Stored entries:
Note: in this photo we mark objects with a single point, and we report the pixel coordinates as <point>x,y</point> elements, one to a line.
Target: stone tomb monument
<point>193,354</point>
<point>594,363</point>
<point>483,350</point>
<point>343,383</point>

WORK TASK. Once the records are read, print each of them exactly as written.

SOLUTION TO THIS TASK.
Note: in this photo we mark objects with a single point, and we report the pixel coordinates as <point>x,y</point> elements, one to a line.
Target: stone tomb monument
<point>193,354</point>
<point>594,363</point>
<point>483,350</point>
<point>343,383</point>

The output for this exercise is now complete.